▸ GOAL
Could you continue the first-person post below on an old-fashioned relationship with a Filipina wife, picking up right after its final sentence?

▸ SOURCE PASSAGE
▼
An Old fashioned Relationship
Recently I realized my relationship with a Filipina seems strikingly similar to the relationship my parents had.
This whole train of thought began when a Facebook friend of mine made the following comment on his page:
“Thinking how tough these girls are here. No power no problem, they know how to cook using sticks and charcoal. No toilet paper ,they can use a tabo. No washing machine ,they know how to use buckets and hands and even the toilet. Don’t have tons of money, most are easy to please being a simple people. These girls are strong willed yet so soft hearted and feminine. That’s a woman for me. That’s someone I want to serve and cherish.”
Well,,, he did happen to post this on his personal page on which he had “western women friends” and the reaction from some of them made me laugh. Among them were comments like: “Be careful…you might have us western gals unfriending you” and “I can do all of those things you mentioned . Stop stereotyping.” The resentful reactions of western women was not unexpected to me , but really showcased why I had given up on a relationship with a western woman and set my sights on the Philippines.
The author of the initial post went on and explained some things that struck a few nerves in me:
These people are happy because what they have, functions. It isn’t perfect, but parts click together and work.
If our culture worked or our dynamics were functioning I wouldn’t have instincts that declared otherwise. What drives a man to love, lead and serve is missing in our country. Growing up we have been taught a lie on how things….could work…in a so called modern relationship .
But it produces men so weak women don’t respect then and woman so hard men don’t desire them.”
The thought process on the subject, now primed in my brain caused me some hours of deep thought, and this is what I came up with.
So where did all this leave me?
Then an amazing thing happened. I discovered the Philippines and the wondrous creatures called Filipinas.
Today the realationship I have with the women I love is similar in to that of my parents, both good and bad. The best part is that I have absolutely no doubt that my wife will be with me through thick and thin and for the right reason, love. With my parents, though I certainly believe that love was the main driving factor behind the longevity of their relationship, there was an issue of codependency based on the fact that my mother was never employed. Sometimes during their arguments, my mother was consumed with insecurity based on here fear of being unable to work and earn her own living, as well as possibly a sense of worthliness if her role of nurturer was taken away. My wife has a great career and earns more than enough money to be self sufficient, so the same insecurities do not guide her approach to our relationship or any dispute resolution process between us. Like my parents did, we also have clearly defined roles. I fit comfortably into the “protector” role, and even though my wife earns her own living, I do take the lead in overall guidance of the family finances. Shirley on the other hjand nurtures and pampers me. Even though she works all day, the minute we walk in the house I go into lazy spoiled mode. My cloths get dropped wherever I take them off, I sit at the table to read or on the couch to watch TV, and my meal miracoulously appears in front of me a short while later. After I eat, I leave the dirty dishes on the table and somehow they end up cleaned. The next morning I get up, go to my closet and there are clean cloths folded neatly ready to wear. Later, we clim into bed, snuggle,(or more) and fall blissfully to sleep.
▲
▸ EXTRACTED INFORMATION
▼
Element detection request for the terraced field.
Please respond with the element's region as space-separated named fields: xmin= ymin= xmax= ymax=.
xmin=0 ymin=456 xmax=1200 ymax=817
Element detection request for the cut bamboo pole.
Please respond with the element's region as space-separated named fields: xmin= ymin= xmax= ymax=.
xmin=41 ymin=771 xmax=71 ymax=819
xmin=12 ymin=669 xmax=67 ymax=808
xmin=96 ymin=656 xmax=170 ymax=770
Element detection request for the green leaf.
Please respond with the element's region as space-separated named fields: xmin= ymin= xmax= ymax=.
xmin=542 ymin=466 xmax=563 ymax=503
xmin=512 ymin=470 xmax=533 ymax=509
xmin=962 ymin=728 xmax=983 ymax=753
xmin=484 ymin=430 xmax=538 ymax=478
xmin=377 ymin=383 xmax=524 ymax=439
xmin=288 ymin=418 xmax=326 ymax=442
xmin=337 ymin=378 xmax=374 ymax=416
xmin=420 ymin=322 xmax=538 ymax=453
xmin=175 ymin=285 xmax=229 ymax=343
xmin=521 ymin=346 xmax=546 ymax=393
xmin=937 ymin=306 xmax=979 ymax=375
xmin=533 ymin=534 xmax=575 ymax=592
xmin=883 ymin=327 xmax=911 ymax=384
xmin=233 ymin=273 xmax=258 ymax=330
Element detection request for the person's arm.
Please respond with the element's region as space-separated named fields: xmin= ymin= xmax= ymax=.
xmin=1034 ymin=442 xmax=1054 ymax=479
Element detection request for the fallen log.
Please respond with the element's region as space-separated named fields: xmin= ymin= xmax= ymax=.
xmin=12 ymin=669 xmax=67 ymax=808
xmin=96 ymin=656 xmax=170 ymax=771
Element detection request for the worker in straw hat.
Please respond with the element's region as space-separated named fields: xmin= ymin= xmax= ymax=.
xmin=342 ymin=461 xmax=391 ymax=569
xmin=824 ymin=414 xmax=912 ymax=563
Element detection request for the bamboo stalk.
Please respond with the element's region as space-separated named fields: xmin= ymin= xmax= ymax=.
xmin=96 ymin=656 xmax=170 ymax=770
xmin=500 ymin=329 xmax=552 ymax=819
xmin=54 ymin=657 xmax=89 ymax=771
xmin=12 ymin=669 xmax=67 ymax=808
▲
▼
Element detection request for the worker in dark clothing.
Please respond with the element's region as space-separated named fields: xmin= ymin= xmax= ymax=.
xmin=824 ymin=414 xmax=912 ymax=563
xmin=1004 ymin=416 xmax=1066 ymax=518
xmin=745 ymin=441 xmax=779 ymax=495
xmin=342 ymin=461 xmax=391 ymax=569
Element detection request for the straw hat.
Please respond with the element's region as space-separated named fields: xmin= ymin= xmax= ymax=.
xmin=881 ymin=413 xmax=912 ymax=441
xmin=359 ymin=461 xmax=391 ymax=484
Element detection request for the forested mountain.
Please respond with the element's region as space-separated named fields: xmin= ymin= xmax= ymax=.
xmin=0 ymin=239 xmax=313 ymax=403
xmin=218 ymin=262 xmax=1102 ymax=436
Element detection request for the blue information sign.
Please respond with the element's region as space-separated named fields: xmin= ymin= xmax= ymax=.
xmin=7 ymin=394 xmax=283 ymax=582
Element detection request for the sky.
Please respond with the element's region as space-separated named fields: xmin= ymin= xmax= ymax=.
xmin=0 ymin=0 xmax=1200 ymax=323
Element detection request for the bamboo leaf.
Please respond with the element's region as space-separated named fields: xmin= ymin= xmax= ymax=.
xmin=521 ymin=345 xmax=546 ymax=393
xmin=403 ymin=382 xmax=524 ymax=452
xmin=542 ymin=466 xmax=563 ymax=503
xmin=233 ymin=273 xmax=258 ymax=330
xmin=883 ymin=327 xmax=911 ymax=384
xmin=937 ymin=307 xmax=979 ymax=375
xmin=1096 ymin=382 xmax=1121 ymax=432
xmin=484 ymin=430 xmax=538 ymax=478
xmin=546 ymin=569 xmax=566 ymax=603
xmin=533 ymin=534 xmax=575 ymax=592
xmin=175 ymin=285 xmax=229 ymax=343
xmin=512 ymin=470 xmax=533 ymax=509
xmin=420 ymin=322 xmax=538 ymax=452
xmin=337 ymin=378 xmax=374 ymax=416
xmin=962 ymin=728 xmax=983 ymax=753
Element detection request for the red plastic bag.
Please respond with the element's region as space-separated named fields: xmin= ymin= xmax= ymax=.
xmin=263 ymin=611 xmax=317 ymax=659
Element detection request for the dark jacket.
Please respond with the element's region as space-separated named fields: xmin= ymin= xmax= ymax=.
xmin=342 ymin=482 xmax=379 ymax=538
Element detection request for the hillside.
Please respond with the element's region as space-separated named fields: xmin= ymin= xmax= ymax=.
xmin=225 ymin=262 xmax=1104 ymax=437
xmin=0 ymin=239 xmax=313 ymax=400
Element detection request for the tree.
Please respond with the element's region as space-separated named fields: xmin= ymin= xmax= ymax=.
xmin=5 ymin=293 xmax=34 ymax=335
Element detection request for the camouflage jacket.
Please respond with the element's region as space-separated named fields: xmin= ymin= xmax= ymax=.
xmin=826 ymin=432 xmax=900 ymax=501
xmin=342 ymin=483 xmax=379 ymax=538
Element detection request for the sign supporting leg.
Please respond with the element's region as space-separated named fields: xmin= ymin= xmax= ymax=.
▲
▸ EXERCISE RESPONSE
On the negative side, just like my parents, we often take each other for granted. We complain about the failings of each rather than the accomplishments and focus on what the other could or should be doing better rather than focussing on the many things that we actually do great. I believe what we both struggle with is acceptance. What I try and do, with limited success I admit, is remember why she was so attractive to me in the first place, and usually come to the conclusion that if she was good enough to fall in love with to begin with just as she was, she is worth continuing to love exactly as she is now. The reality is always that she is the same woman, and the only real thing that has changed is how I look at her. The other negative thing we sometimes fail at is making life exciting. We fall into those boring routines, I so despised my parents relationship for, but there is no one to blame for that except myself, and it is real easy to change. All it takes is an attitude that today I will live life to the fullest and appreciate everything around me.
So here I am, in a relationship beyond my wildest dreams, but one that resembles the relationship my parents had. It is satisfying and it brings me the joy so elusive all my life in my quest for a meaningful relationship with a western woman. How did this happen? The simple answer is I found a woman from a culture which is less pre-occupied or confused with the concepts of feminism and equality and more with old fashioned principle of both parties contributing to a mutually beneficial union. I have to say that it is my opinion now that we got it wrong in the west. We somehow arrogantly thought that we could tear down the walls of of man – woman relationships, start from scratch and build a better model, however all we did was make a mess of it. What we built didn’t work for either party, and now some of us men have decided we have had enough and moved back to women of a culture who are still satisfied with the old fashioned way we in western society threw out.
I know that once I share this articles there will be some negative comments and I believe it will come from several distinct groups. I will be blunt to those people and I will not concern myself with being socially or politically correct while doing so.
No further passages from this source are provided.